The violence in Central America that leads to the crisis at our border is not an isolated example of policy gone awry but the tipping point of a failing policy on Latin America. Exhibit 1 is Venezuela. We don’t hear much about Venezuela anymore since the Obama administration let its dictatorial president regain the upper hand.

Yet, Venezuela is the distribution point for much of the drugs that end up in Honduras, Guatemala and El Salvador, which are then shipped from there to the United States. It is estimated that 75 percent of illegal drug flights outbound from South America land in Honduras and originate in Venezuela.

The cartels and street gangs that transship the drugs have overwhelmed the armed forces of Honduras, Guatemala and El Salvador, giving them the No. 1, 4 and 5 highest murder rates in the world. This is why, when Central American parents hear from coyote networks that the Obama administration will give their children asylum, they swallow hard and hand them over to be taken through Mexico and deposited at the Rio Grande.

The Obama administration has known about this complete breakdown of order in our hemisphere for years. In fact, it has contributed to it through its own inaction and refusal to side with democratic forces in the region.

Two courageous Venezuelan journalists daily take personal risks to make sure Venezuela does not descend into a Cuban-style totalitarian dictatorship: David Moran and Gustavo Ocando. The first is the editor of LaPatilla.com, the leading online news publication in Venezuela with 42 million visits per month, and the second is editor of the daily La Verdad, a regional affiliate also with significant reach. These leaders of two of only a dozen opposition media outlets left in Venezuela were in Washington last week to drum up international support for democracy in their home country.

“The Obama administration lost a golden opportunity when it decided not to sanction government officials involved in human rights abuses,” said Moran. The time to act was in February when thousands of pro-democracy demonstrators were taking to the streets daily in Caracas and other Venezuelan cities.

“It was a golden opportunity to deliver a moral blow to the government” of President Nicolas Maduro, he said.

Instead, “the Obama administration handed the baton to Brazil,” said Moran, referring to the Obama administration’s lead-from-behind policy of asking Brazil to be the regional lead on Venezuela.

Brazilian President Dilma Rousseff, a socialist herself, always has been easy on other socialists from Caracas to Havana. But this is not just a question of Marxist solidarity: Brazil’s construction giant, Odebrecht, has $20 billion in projects in Venezuela and an estimated $1.2 billion invested in Cuba, which explains why Rousseff’s administration is deeply committed to the survival of the two dictatorial regimes.

DATA EXTRACT:
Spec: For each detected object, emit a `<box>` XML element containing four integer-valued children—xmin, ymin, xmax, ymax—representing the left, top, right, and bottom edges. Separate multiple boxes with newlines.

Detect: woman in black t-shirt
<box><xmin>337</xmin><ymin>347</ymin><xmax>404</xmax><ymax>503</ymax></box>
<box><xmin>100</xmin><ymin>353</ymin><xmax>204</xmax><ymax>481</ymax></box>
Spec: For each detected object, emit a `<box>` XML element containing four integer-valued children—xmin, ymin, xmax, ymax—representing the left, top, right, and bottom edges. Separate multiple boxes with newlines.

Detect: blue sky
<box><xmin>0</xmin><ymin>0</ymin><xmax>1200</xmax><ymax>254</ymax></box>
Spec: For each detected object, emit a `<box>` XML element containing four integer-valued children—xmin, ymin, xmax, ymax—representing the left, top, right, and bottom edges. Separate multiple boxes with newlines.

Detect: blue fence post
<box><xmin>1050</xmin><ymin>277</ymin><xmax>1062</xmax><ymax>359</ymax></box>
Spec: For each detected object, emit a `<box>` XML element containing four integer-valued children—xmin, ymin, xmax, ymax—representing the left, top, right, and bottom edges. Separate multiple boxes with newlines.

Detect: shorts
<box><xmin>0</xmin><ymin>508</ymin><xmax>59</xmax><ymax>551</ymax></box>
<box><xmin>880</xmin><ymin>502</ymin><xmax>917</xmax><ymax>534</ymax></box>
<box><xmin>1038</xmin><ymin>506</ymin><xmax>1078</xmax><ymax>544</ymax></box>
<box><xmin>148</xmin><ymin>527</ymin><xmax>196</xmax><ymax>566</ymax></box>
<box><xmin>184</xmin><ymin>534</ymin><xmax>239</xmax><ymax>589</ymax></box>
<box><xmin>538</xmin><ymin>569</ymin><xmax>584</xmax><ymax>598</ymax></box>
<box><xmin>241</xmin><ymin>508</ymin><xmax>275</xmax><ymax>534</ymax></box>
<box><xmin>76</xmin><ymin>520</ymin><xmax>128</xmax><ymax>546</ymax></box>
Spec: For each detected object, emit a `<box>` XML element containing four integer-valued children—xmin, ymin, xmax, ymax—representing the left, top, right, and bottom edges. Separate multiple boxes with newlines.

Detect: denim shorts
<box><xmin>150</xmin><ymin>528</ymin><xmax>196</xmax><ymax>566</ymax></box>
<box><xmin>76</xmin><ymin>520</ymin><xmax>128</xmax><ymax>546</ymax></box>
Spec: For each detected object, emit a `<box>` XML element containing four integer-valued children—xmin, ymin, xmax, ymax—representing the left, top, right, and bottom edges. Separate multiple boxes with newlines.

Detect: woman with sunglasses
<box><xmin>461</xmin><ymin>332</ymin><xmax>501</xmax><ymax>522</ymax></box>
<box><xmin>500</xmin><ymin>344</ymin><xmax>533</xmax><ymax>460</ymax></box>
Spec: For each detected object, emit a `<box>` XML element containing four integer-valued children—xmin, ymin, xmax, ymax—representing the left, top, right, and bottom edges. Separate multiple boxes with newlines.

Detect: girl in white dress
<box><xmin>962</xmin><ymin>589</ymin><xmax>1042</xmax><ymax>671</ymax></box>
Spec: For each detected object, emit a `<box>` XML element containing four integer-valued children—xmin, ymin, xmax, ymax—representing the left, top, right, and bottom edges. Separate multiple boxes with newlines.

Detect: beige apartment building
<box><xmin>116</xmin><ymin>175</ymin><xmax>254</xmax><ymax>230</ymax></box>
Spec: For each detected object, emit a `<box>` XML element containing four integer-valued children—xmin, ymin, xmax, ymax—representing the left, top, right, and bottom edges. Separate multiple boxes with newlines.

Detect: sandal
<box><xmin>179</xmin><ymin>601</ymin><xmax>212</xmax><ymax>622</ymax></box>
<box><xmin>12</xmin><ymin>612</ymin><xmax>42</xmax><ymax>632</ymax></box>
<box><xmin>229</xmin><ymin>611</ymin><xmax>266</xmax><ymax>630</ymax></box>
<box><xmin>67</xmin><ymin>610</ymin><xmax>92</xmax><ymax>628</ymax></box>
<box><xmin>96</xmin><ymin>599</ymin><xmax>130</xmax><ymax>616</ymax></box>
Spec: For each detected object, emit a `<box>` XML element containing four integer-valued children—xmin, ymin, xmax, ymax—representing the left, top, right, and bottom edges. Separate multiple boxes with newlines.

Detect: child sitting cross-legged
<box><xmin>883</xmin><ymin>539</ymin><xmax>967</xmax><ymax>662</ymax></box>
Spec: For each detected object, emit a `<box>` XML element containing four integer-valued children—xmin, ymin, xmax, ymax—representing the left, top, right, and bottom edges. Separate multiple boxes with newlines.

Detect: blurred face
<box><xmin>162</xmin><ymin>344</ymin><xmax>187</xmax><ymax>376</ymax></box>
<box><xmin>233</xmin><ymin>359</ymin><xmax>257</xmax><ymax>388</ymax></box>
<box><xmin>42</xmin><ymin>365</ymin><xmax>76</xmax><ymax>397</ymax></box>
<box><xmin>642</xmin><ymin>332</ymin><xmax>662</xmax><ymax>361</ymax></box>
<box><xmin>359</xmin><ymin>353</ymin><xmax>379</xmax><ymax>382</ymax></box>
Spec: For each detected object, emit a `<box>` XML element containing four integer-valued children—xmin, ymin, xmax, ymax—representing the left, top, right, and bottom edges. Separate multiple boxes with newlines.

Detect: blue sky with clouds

WHAT YOU NEED TO DO:
A. In the article on Venezuela and U.S. policy in Latin America, what percentage of illegal drug flights outbound from South America are estimated to land in Honduras and originate in Venezuela?
B. Write what follows in the article on Venezuela and U.S. policy in Latin America, starting after its final sentence.

RESULTS OF THE TASKS:
A. 75 percent

B.
“The Obama administration asked Rousseff for permission to stand up for freedom in Venezuela, and when Brazil did not give its permission it did not wave the flag of freedom,” said Moran. Ocando rolls his eyes, too, when discussing the administration’s decision to follow Brazil’s lead. “The administration has lost its touch. It is very timid with Venezuela,” said Ocando.

Instead, the State Department counseled the leaders of the demonstrators and the political opposition to sit down and have a dialogue with Maduro, while opposing the sanctions that would have kept pressure on the Maduro government—talks he used to buy time and deflate the street pressure.

Now that the streets are quiet, Maduro once again has the upper hand and has called off the talks. So much for the State Department’s advice.

“The Obama administration has done little or nothing to prevent the repression against political and social actors, including the few independent news outlets that still exist,” Ocando said.

A Venezuela run by Maduro and other chavista henchmen is not in the U.S. national interest. As much as 25 percent of Colombia’s cocaine runs through Venezuela, with which Colombia has a porous 1,375-mile border. Ocando’s paper last year reported how remote indigenous villages near the border have been taken over by drug traffickers, turning the jungle into a scene from a Jack Ryan movie.

Today, said Moran sadly, Venezuela “is a country run by narco-traffickers” and Caracas has 162 murders a year per 100,000 inhabitants.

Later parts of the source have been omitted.